** Excerpt to read **

- Host city: Glasgow, Scotland
- Arena: Braehead Curling Rink
- Dates: January 20–22
- Winner: Mirjam Ott
- Curling club: Davos Curling Club, Davos
- Skip: Mirjam Ott
- Third: Carmen Schäfer
- Second: Carmen Küng
- Lead: Janine Greiner
- Finalist: Michèle Jäggi

= 2012 Glynhill Ladies International =

The 2012 Glynhill Ladies International was held from January 20 to 22 at the Braehead Curling Rink in Glasgow, Scotland as part of the 2011–12 World Curling Tour. The purse for the event was GBP£8,000, and the winner, Mirjam Ott, received GBP£2,500. The event was held in a round robin format with a consolation round and playoffs.

** Collected data **

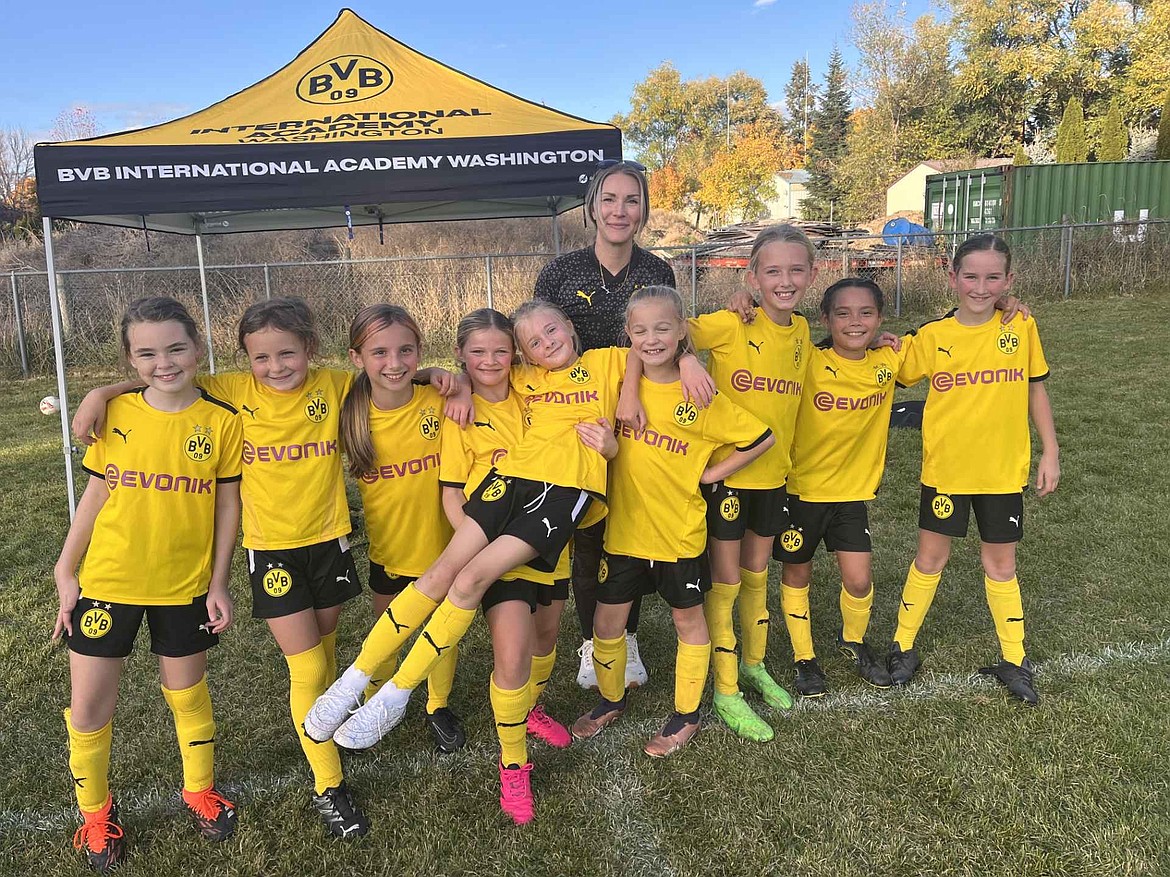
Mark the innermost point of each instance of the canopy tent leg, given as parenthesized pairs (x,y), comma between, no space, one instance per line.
(60,354)
(207,310)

** Aim of the task **
Duplicate the passage from the curling event text verbatim, starting at "The 2012 Glynhill" and ending at "round and playoffs.".

** Output for this task **
The 2012 Glynhill Ladies International was held from January 20 to 22 at the Braehead Curling Rink in Glasgow, Scotland as part of the 2011–12 World Curling Tour. The purse for the event was GBP£8,000, and the winner, Mirjam Ott, received GBP£2,500. The event was held in a round robin format with a consolation round and playoffs.